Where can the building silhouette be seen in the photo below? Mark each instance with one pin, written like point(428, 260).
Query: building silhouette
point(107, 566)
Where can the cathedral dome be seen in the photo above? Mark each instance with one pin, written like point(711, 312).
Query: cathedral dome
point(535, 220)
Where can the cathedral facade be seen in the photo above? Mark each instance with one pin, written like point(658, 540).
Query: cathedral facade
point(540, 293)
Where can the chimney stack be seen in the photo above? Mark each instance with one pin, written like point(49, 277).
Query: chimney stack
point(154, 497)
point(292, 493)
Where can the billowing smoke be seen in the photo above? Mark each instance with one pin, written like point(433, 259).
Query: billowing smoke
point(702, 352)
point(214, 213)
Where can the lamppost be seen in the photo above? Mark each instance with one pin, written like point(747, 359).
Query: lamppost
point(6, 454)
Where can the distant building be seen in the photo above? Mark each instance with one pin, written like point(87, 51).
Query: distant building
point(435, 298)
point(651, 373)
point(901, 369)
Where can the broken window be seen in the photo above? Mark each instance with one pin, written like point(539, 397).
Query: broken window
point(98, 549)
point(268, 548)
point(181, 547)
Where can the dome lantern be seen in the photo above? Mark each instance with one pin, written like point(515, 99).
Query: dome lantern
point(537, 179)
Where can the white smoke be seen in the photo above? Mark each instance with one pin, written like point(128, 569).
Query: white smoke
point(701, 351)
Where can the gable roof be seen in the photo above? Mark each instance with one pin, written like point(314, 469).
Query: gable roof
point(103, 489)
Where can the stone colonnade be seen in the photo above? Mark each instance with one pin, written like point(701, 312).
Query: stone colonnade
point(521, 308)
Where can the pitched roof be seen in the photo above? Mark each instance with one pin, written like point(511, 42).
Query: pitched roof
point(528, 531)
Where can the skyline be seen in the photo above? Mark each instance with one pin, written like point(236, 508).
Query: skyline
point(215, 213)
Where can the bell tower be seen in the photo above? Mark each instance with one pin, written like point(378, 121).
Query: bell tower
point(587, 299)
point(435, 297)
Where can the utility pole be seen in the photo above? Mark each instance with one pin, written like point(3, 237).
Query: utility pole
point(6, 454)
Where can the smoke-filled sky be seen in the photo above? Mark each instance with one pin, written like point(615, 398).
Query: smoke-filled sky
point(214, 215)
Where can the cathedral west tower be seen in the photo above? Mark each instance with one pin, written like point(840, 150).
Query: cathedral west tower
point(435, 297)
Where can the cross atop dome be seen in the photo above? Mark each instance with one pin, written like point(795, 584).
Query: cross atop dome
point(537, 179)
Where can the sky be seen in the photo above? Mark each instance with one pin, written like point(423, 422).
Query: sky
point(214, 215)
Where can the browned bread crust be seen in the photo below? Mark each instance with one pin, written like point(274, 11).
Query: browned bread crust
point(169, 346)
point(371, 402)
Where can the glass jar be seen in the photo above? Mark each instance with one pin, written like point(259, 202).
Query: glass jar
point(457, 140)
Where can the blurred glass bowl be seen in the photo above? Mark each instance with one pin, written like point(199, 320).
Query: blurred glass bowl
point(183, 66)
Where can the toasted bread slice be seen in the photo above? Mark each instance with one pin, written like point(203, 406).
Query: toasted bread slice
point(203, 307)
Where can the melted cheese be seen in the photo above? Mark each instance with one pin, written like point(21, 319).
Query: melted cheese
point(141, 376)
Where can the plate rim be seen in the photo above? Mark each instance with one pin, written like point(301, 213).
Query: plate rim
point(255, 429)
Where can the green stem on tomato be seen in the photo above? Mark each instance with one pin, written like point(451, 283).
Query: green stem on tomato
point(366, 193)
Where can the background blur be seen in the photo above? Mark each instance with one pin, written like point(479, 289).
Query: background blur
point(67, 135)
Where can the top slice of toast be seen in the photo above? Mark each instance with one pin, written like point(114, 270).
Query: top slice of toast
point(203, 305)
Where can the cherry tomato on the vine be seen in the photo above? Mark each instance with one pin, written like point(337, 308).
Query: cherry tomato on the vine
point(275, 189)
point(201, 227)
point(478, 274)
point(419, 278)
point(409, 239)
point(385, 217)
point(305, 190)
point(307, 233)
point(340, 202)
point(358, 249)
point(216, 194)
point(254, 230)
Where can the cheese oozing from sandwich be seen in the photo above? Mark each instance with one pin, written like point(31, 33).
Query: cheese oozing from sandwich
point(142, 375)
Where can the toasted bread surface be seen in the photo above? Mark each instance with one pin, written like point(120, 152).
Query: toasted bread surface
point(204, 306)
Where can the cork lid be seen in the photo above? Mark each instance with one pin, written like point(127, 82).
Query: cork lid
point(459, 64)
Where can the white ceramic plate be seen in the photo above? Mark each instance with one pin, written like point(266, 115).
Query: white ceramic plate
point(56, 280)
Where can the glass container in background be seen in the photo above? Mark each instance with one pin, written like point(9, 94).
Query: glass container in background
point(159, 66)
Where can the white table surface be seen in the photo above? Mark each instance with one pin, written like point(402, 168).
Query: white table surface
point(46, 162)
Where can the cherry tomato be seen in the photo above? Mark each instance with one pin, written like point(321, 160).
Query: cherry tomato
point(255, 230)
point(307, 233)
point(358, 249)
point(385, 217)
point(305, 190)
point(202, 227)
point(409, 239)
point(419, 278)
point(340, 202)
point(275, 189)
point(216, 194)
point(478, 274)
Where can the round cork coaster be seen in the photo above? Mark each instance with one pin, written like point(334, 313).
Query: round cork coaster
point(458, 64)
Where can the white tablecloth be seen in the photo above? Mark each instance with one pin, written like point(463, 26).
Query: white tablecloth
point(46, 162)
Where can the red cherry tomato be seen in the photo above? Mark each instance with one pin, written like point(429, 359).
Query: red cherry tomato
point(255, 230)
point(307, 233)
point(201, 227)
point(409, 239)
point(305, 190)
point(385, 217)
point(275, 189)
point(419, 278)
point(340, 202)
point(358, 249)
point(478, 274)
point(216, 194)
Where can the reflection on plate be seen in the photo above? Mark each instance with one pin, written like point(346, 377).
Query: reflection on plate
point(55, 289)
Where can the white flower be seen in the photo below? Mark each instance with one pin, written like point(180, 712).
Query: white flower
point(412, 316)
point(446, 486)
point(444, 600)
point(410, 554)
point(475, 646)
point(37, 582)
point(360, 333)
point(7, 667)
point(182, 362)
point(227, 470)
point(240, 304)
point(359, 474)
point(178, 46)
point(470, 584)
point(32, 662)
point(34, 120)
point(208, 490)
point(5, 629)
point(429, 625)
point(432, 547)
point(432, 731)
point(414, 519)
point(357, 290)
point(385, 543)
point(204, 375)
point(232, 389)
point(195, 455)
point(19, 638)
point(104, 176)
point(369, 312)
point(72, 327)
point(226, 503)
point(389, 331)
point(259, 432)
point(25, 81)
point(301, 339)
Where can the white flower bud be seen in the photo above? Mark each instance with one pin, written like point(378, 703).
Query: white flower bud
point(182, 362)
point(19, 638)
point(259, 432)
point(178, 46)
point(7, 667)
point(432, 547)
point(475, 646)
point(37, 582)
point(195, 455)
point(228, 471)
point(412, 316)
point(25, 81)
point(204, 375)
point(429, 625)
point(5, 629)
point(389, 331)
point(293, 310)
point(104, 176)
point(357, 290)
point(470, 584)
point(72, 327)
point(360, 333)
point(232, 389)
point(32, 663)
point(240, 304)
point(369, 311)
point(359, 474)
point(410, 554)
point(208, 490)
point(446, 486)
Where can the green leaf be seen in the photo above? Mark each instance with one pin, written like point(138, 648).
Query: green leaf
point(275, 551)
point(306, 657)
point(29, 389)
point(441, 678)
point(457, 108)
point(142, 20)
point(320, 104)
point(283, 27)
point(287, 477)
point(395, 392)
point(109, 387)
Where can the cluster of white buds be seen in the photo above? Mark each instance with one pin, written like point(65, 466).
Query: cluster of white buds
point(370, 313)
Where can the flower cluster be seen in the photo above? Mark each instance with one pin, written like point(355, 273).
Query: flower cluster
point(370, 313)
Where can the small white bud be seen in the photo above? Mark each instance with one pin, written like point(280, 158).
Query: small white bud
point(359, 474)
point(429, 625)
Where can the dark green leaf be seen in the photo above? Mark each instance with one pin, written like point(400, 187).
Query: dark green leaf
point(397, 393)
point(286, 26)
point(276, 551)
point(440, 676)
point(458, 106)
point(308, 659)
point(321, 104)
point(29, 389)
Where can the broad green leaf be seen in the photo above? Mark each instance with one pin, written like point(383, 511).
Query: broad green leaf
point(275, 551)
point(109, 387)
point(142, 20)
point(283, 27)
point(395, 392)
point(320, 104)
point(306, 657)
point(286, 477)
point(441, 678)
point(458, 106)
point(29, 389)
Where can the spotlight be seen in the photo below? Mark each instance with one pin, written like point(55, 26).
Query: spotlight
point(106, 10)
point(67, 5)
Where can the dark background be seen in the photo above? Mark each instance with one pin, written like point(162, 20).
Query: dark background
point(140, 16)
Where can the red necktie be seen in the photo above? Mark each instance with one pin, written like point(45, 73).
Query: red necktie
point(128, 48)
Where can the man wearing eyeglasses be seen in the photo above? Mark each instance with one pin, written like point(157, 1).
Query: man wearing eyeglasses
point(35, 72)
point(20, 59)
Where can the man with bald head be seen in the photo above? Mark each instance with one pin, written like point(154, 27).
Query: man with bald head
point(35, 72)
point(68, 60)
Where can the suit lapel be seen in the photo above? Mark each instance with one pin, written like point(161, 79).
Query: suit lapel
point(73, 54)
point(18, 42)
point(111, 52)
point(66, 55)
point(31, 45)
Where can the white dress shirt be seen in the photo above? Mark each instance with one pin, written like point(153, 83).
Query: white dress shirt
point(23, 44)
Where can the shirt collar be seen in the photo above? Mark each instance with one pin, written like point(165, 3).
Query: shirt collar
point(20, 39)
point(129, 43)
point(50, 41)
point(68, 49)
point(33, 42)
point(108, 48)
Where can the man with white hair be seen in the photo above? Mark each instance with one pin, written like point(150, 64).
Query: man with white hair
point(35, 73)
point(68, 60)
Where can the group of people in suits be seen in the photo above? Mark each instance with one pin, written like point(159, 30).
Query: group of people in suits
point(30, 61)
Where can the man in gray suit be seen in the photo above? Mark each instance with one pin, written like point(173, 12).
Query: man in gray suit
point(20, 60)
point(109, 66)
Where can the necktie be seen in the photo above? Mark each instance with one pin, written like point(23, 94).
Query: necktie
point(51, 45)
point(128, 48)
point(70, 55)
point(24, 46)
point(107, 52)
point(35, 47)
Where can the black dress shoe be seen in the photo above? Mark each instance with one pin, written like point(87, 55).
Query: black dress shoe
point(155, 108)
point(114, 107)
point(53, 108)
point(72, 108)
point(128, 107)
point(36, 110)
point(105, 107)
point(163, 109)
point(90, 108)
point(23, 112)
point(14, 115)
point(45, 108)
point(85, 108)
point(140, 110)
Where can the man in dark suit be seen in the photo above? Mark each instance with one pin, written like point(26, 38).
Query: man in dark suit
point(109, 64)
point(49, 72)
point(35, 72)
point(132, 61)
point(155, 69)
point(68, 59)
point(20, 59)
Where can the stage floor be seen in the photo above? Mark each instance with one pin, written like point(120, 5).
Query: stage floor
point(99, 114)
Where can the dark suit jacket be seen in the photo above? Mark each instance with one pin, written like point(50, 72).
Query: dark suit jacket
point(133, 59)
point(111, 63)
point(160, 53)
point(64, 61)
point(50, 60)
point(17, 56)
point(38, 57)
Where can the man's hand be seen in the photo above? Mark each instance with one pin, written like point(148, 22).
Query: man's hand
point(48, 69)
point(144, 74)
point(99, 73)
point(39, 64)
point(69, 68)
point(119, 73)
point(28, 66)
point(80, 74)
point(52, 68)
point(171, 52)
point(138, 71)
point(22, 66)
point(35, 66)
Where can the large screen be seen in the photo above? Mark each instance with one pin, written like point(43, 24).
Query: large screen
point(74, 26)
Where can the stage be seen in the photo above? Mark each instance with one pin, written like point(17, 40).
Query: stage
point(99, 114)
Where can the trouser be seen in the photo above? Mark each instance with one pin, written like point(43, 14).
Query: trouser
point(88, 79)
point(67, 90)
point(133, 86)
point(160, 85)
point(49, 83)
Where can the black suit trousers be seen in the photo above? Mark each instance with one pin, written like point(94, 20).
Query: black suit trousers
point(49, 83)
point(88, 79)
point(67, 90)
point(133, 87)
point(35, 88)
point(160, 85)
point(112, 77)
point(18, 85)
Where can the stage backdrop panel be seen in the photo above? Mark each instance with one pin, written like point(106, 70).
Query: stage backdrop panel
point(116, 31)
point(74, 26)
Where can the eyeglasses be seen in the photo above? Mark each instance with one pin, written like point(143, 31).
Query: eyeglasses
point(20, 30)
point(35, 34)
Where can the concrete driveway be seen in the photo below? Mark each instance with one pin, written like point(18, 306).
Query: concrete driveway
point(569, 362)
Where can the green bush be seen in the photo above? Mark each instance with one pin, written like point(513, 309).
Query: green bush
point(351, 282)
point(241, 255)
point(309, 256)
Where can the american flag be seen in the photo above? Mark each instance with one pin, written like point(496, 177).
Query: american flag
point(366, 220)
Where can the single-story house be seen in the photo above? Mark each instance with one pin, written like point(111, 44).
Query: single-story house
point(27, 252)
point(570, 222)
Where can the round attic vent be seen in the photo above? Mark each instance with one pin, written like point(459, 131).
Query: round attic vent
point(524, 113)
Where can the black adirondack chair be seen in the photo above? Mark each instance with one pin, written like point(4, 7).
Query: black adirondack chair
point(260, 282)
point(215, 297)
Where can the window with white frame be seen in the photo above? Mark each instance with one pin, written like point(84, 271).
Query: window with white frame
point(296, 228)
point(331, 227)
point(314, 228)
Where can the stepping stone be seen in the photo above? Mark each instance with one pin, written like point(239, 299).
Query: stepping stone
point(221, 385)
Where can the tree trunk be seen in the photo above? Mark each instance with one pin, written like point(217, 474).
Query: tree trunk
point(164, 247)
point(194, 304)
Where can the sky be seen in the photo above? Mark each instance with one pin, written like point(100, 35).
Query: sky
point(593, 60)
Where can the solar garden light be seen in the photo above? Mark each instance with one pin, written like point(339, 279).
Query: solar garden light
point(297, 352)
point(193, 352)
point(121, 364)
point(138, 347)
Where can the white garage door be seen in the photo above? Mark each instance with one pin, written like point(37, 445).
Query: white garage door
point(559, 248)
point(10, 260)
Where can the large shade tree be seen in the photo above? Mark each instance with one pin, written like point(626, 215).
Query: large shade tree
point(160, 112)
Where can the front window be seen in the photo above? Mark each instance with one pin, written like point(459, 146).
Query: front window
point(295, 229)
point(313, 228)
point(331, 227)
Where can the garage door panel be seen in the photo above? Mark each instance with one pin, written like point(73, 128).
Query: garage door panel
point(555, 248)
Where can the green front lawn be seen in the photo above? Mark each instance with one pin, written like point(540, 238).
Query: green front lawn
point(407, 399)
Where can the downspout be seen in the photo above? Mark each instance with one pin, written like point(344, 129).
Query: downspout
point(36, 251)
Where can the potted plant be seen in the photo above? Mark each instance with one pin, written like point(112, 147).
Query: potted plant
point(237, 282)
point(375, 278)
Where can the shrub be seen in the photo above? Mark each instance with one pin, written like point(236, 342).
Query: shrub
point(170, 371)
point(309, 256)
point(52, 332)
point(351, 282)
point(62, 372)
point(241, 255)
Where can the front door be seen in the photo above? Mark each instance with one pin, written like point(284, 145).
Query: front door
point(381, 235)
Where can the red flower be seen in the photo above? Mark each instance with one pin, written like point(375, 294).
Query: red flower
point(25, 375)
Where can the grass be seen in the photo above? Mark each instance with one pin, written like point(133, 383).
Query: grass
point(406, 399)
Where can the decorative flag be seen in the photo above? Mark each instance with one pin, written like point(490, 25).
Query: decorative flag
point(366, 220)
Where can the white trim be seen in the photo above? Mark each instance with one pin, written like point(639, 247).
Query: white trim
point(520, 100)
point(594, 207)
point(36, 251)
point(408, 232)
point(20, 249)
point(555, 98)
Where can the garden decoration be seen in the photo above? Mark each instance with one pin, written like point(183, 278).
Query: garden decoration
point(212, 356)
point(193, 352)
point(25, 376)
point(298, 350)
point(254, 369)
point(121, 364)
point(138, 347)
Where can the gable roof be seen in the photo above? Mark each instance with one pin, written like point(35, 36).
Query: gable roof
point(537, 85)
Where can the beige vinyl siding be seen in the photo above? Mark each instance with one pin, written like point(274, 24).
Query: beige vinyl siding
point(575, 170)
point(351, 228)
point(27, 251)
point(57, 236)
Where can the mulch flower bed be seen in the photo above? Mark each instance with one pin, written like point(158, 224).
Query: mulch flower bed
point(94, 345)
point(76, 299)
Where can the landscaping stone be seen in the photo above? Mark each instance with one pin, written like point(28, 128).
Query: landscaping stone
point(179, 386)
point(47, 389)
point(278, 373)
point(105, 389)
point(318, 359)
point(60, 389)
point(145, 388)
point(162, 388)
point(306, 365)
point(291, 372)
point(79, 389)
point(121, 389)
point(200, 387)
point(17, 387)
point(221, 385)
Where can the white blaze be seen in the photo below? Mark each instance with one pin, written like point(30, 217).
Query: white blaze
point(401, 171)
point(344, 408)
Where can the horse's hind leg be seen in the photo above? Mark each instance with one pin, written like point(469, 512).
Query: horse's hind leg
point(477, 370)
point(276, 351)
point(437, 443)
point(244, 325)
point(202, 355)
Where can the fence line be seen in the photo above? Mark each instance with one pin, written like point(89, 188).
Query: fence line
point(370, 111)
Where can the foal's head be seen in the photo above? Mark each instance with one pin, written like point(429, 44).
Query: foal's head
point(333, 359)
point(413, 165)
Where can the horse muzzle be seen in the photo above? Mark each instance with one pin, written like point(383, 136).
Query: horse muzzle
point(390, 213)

OBJECTIF »
Recopiez à l'identique les lignes des enregistrements ci-dessus, depuis celle qui contient « Where can the red necktie » jusqu'à celle qui contient « point(30, 61) », ces deux lignes comprises.

RÉSULTAT ATTENDU »
Where can the red necktie be seen in the photo above? Mark each instance with one pin, written like point(45, 73).
Query: red necktie
point(128, 48)
Where can the man wearing eyeglasses be seen in the photo above? Mark each instance with one pin, written like point(157, 1).
Query: man wearing eyeglasses
point(35, 72)
point(20, 59)
Where can the man with bald head be seen in the photo above? Mark each instance with one pin, written like point(154, 27).
Query: man with bald head
point(35, 72)
point(68, 60)
Where can the suit lapel be seen in the photo above? Mark each instance with one pin, written like point(161, 79).
Query: suit lapel
point(73, 54)
point(18, 42)
point(111, 52)
point(66, 55)
point(31, 45)
Where can the white dress shirt be seen in the photo above? Mark each instance with one pin, written like point(153, 83).
Query: white dress shirt
point(23, 44)
Where can the shirt collar be seen in the photo above? Mark each instance with one pin, written like point(165, 3).
Query: shirt collar
point(20, 39)
point(129, 43)
point(50, 41)
point(68, 49)
point(33, 42)
point(108, 48)
Where can the man with white hair be seen in the photo above? Mark each instance with one pin, written like point(150, 64).
Query: man with white hair
point(35, 73)
point(68, 60)
Where can the group of people in suits be seen in the photo above? Mark each instance with one pin, written like point(159, 30).
Query: group of people in suits
point(30, 61)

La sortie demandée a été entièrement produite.